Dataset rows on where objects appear

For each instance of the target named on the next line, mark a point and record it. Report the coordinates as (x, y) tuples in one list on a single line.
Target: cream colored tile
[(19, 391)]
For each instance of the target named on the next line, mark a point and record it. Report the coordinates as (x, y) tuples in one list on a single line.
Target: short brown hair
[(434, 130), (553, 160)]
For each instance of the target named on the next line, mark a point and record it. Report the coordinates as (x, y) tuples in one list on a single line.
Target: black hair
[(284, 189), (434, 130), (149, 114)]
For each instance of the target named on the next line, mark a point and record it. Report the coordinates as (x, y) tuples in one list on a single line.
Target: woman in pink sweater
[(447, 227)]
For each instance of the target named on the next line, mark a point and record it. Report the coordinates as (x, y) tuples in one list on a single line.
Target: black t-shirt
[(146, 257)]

TASK OBJECTIVE: Rewrite the listing from its first line through the line containing "[(434, 130), (553, 160)]", switching "short brown hair" to "curly brown hair" and keeping everything else the same.

RESPONSE BELOW:
For each instance of the target named on the next line, mark a point and record it. Report the coordinates as (x, y) tuples in one list on a single line.
Target: cream colored tile
[(19, 391)]
For each instance of the target named on the next line, mark a point and record it. Report the coordinates as (x, y) tuples in one list on a single line.
Target: curly brown hair
[(434, 130), (553, 160)]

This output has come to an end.